PASSAGE SHOWN:
== Segment start ==
More than 800 people arrived at the Glen Oaks Country Club in Old Westbury to support the Sid Jacobson’s JCC annual Auction for Excellence as it celebrated 20 years of fundraising. Flush with cash and ready to spend, guests got to bid in a silent auction on line while former mobsters from the hit show The Sopranos, Steve Schirripa and Tony Sirico acted as live auctioneers ready to relieve the guests of the rest of their cash, but this time it was for a good cause. The epicurean night featured food tastings from all over Long Island with 40 restaurants donating the food for the event. The 500 items for auction which ranged from gift baskets, to destination sites were also donated to help raise money for the JCC.
Susan Banco, associate executive director of the JCC explained what this evening was about.
“This event raises money for all of our social service programs, those with Alzheimer’s and dementia, special needs children and adults and other people in our community who need help,” Banco said. “We have a number of different programs for those with Alzheimer’s and dementia; we have our young people’s program that starts at age 39 and goes to 60. We have another for 60 and over and we divide them according to their illness. We have a program five days a week, thanks to this event. We are raising scholarship money tonight for our camp, Kehilla, which is our camp for special needs children. Kehilla, which means friendship, is located at Henry Kaufman Campgrounds in Suffolk, and we take children from all over. It is a day camp based on the age, for the little ones it’s social, recreational and therapeutic and for the older ones it is vocational. They learn things about work and they get job placements.”
== Segment end ==
ENTRIES PROVIDED:
== Segment start ==
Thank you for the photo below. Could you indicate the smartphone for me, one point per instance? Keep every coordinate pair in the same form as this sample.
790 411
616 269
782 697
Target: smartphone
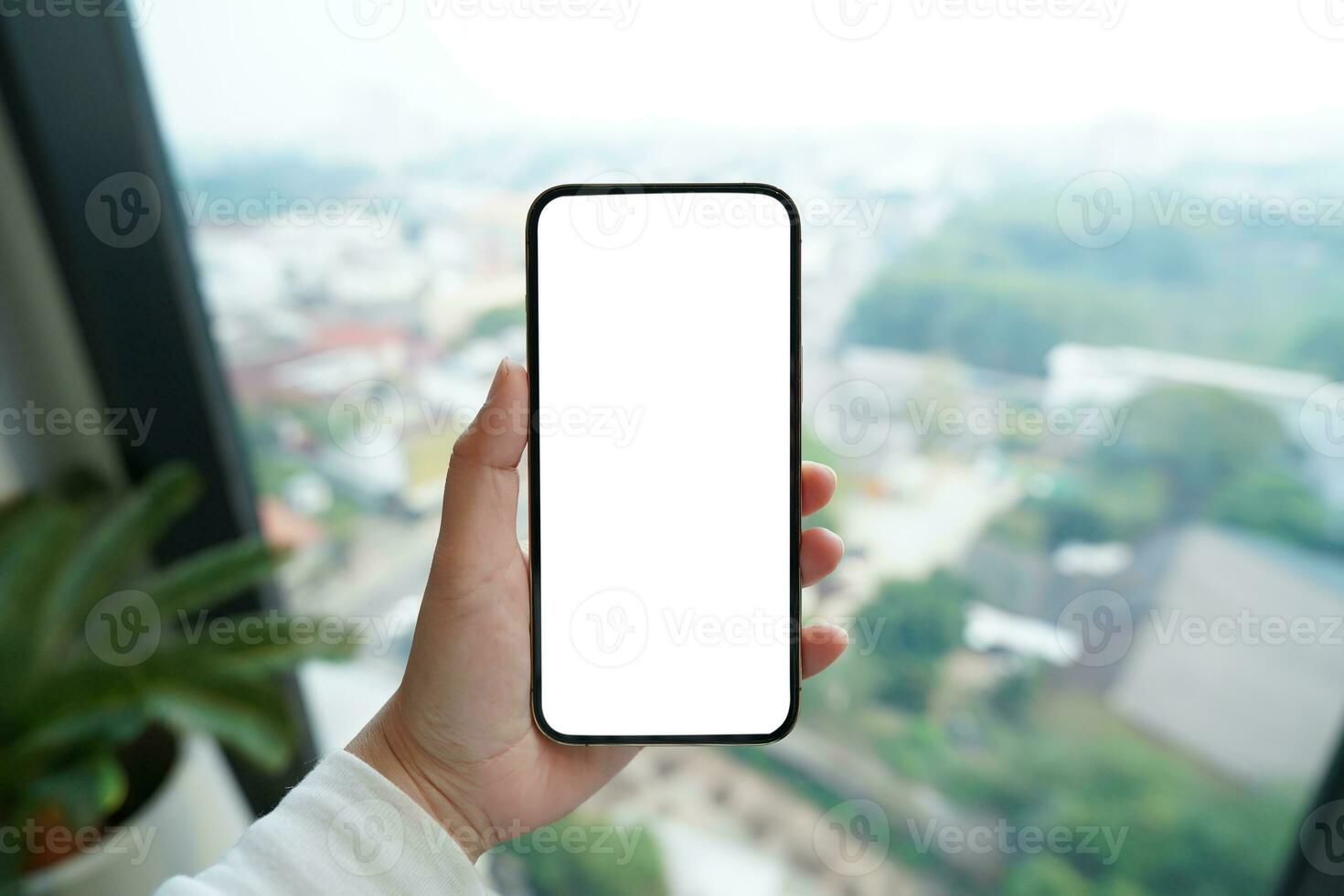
663 325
== Segment end ==
INSTRUCTIONS:
[1] According to the JCC auction article, how many restaurants donated food for the event?
[2] List every person the JCC auction article names as taking part in the evening.
[3] Reproduce the JCC auction article word for word from "More than 800" to "for the JCC.".

EXERCISE RESULTS:
[1] 40 restaurants

[2]
Steve Schirripa
Tony Sirico
Susan Banco

[3]
More than 800 people arrived at the Glen Oaks Country Club in Old Westbury to support the Sid Jacobson’s JCC annual Auction for Excellence as it celebrated 20 years of fundraising. Flush with cash and ready to spend, guests got to bid in a silent auction on line while former mobsters from the hit show The Sopranos, Steve Schirripa and Tony Sirico acted as live auctioneers ready to relieve the guests of the rest of their cash, but this time it was for a good cause. The epicurean night featured food tastings from all over Long Island with 40 restaurants donating the food for the event. The 500 items for auction which ranged from gift baskets, to destination sites were also donated to help raise money for the JCC.